Your instructions => Select each line of the material below that includes the string "desk", and copy those lines out.

Source data:
** Start **

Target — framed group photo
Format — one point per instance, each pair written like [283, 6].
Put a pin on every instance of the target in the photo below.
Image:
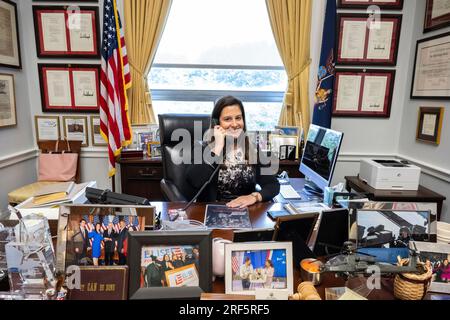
[366, 41]
[69, 88]
[437, 15]
[66, 31]
[363, 93]
[9, 37]
[431, 72]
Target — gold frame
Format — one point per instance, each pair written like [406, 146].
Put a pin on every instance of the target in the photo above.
[36, 126]
[65, 118]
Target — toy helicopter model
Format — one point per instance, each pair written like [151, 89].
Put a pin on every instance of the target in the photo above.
[351, 263]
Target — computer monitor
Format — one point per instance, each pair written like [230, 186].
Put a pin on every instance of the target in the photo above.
[319, 158]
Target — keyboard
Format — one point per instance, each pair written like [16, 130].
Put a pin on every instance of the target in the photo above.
[288, 192]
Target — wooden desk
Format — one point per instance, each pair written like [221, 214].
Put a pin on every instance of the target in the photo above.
[421, 195]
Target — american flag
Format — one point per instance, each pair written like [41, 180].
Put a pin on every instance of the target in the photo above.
[115, 80]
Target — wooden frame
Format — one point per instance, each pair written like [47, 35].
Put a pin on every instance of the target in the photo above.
[350, 99]
[49, 125]
[60, 92]
[431, 68]
[429, 124]
[10, 50]
[69, 35]
[76, 134]
[392, 5]
[96, 137]
[8, 112]
[437, 15]
[368, 46]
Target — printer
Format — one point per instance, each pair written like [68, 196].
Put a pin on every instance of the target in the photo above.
[390, 174]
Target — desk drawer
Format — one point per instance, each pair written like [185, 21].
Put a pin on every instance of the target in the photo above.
[143, 173]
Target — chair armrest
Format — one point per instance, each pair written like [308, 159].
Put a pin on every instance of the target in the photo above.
[171, 192]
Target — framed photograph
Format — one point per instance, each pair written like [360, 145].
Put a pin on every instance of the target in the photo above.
[169, 265]
[96, 137]
[437, 15]
[69, 88]
[363, 4]
[67, 31]
[9, 37]
[436, 256]
[429, 125]
[47, 128]
[7, 100]
[258, 265]
[75, 128]
[364, 41]
[363, 93]
[431, 72]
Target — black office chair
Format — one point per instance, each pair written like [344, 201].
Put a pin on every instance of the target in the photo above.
[174, 186]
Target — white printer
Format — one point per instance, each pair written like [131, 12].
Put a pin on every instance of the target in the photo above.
[390, 174]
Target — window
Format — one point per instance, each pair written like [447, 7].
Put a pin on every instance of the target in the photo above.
[212, 48]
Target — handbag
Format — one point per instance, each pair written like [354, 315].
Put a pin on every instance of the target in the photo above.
[58, 166]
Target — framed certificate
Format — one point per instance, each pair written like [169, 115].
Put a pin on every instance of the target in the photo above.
[69, 88]
[437, 15]
[430, 124]
[363, 93]
[47, 128]
[9, 36]
[362, 4]
[96, 137]
[63, 32]
[75, 128]
[431, 76]
[364, 41]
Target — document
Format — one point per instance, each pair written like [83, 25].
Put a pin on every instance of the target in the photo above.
[348, 92]
[85, 88]
[374, 93]
[54, 32]
[58, 88]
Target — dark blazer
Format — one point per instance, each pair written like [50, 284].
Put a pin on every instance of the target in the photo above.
[198, 174]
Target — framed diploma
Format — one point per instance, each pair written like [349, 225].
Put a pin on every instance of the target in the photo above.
[75, 128]
[7, 101]
[63, 32]
[9, 36]
[69, 88]
[363, 93]
[363, 4]
[431, 76]
[47, 128]
[430, 124]
[363, 41]
[96, 137]
[437, 15]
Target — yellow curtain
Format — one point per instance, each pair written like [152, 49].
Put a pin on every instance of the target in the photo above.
[144, 24]
[291, 26]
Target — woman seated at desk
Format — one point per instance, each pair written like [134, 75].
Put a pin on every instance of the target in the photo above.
[235, 182]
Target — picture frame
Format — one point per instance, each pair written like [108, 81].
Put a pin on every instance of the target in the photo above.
[269, 266]
[8, 113]
[434, 256]
[47, 128]
[140, 243]
[382, 4]
[363, 93]
[437, 15]
[10, 50]
[429, 124]
[361, 40]
[67, 31]
[76, 128]
[96, 137]
[431, 73]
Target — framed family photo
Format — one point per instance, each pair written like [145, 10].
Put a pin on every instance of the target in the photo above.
[9, 37]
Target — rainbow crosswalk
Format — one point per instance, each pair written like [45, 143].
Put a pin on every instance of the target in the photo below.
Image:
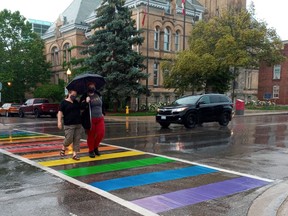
[153, 182]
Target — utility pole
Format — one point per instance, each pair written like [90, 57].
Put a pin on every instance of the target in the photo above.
[184, 27]
[147, 57]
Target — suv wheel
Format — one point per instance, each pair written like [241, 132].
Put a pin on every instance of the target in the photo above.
[21, 114]
[190, 120]
[164, 124]
[224, 119]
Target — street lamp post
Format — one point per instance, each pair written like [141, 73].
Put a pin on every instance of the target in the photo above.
[9, 85]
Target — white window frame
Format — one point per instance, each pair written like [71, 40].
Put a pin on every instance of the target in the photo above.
[156, 74]
[167, 36]
[177, 41]
[55, 56]
[156, 38]
[277, 72]
[276, 90]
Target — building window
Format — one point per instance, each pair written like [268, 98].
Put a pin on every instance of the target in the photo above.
[156, 74]
[168, 7]
[167, 35]
[177, 39]
[66, 52]
[156, 38]
[276, 71]
[55, 56]
[276, 89]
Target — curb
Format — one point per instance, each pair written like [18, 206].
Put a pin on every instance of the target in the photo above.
[272, 202]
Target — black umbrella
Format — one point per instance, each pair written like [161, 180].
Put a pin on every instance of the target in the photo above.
[80, 82]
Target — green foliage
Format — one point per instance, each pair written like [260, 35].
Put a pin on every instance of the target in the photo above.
[110, 51]
[233, 40]
[22, 61]
[51, 91]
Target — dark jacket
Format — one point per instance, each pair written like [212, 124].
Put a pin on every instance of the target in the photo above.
[86, 111]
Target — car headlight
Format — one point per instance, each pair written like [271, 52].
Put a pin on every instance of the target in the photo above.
[179, 109]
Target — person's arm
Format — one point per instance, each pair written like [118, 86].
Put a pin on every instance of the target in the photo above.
[59, 118]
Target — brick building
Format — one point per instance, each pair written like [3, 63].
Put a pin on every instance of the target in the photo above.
[215, 7]
[273, 81]
[166, 31]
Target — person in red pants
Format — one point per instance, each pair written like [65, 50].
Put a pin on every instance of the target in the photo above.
[93, 119]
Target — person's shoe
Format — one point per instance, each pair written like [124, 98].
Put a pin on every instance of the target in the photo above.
[92, 154]
[75, 157]
[62, 153]
[96, 151]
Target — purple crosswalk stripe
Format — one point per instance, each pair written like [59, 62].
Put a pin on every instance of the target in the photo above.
[182, 198]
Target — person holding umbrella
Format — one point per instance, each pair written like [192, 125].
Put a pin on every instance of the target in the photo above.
[70, 110]
[93, 118]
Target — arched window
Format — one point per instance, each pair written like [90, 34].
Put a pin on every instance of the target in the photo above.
[156, 74]
[55, 56]
[156, 38]
[177, 40]
[168, 7]
[66, 52]
[167, 35]
[276, 90]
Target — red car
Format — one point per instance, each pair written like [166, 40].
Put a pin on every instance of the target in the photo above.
[9, 109]
[38, 107]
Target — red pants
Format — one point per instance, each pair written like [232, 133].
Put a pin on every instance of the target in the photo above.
[96, 133]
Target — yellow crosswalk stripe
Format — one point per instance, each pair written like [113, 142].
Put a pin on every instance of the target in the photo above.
[88, 159]
[69, 152]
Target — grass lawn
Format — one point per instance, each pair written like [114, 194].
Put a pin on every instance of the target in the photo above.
[148, 113]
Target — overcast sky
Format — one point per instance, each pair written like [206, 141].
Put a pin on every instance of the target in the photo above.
[273, 12]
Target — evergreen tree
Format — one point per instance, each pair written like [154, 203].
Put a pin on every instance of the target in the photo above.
[111, 54]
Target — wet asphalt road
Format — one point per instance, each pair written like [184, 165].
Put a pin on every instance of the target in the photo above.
[255, 145]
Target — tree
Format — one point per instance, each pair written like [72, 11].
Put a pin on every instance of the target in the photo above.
[110, 51]
[233, 40]
[22, 62]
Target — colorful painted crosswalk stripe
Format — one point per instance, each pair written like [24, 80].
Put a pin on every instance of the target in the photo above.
[46, 147]
[84, 171]
[88, 159]
[181, 198]
[150, 178]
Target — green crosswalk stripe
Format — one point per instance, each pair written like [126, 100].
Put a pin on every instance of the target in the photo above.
[83, 171]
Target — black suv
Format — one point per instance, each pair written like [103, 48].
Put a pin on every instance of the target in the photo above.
[196, 109]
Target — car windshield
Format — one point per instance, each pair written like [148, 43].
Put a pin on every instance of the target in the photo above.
[187, 100]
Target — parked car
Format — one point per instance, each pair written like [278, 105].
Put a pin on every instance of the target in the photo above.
[196, 109]
[9, 109]
[38, 107]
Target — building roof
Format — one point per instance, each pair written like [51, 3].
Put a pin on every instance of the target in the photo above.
[80, 13]
[74, 16]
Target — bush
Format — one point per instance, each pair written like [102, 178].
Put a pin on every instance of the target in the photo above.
[152, 107]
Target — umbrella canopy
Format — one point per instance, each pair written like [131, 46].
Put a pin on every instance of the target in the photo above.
[80, 82]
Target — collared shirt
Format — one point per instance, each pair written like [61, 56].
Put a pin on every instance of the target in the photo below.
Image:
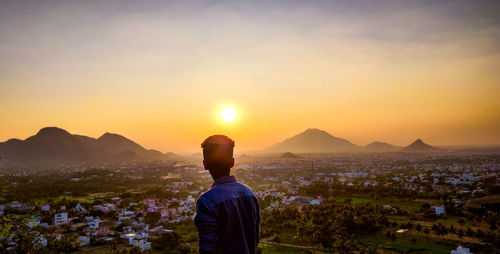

** End **

Finished task =>
Target — wooden desk
Target — desk drawer
Target — woman seated at desk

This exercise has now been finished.